The answer must reproduce all of the data below exactly and contain no images.

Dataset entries
┄┄┄┄┄┄┄┄┄┄
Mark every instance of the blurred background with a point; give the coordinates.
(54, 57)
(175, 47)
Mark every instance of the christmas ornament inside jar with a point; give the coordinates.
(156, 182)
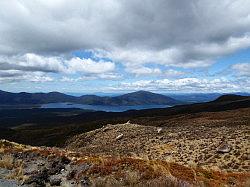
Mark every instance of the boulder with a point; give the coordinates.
(119, 137)
(224, 148)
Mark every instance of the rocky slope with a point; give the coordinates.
(212, 140)
(22, 165)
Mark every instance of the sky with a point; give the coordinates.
(112, 46)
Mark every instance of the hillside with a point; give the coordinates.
(135, 98)
(54, 126)
(22, 165)
(204, 144)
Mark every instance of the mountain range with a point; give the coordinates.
(134, 98)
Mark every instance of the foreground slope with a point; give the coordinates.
(189, 140)
(43, 166)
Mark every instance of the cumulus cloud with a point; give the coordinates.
(33, 62)
(187, 85)
(17, 76)
(208, 27)
(242, 69)
(39, 36)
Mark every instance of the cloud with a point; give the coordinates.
(38, 63)
(89, 66)
(156, 31)
(186, 85)
(105, 76)
(17, 76)
(39, 38)
(242, 69)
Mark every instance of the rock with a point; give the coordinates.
(85, 182)
(159, 130)
(55, 167)
(65, 160)
(119, 137)
(128, 122)
(224, 148)
(71, 174)
(55, 182)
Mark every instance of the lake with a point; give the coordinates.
(101, 107)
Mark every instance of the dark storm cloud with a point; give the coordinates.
(63, 26)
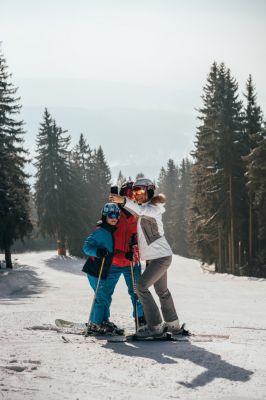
┄┄┄┄┄┄┄┄┄┄
▶ **Task result**:
Mark every instance of the blurred background with a point; give the coordinates.
(54, 57)
(175, 47)
Mark every instance of the christmas ornament inside jar with a point; give the coordinates.
(156, 182)
Mark every instance of the boulder with a point; give the coordinates.
(119, 137)
(224, 148)
Mark every instance of the rocky slope with a point; give the coordinates.
(212, 140)
(22, 165)
Mark every instance of the sky with a point; give the coordinates.
(112, 46)
Mark every instance of the hillside with a point; give the coordinates.
(135, 98)
(54, 126)
(22, 165)
(204, 144)
Mark every instance of the mountain range with a point; give the coordinates.
(134, 98)
Mark every instance of the foreground slope with a point; give the coordinates.
(189, 140)
(43, 166)
Mark every instance of the cumulus cloud with a point; give the coordinates.
(33, 62)
(187, 85)
(17, 76)
(208, 27)
(242, 69)
(39, 36)
Mark every instance of the cloud with a point; give the coordinates.
(38, 63)
(89, 66)
(156, 31)
(186, 85)
(105, 76)
(17, 76)
(39, 38)
(242, 69)
Mark every instance of the rock with a point; give the coordinates.
(85, 182)
(159, 130)
(55, 167)
(65, 160)
(119, 137)
(128, 122)
(224, 148)
(71, 174)
(55, 182)
Mark every instance of the lake with a point; give the coordinates.
(101, 107)
Mark every instance of the dark storm cloud with a point; give the coordinates.
(63, 26)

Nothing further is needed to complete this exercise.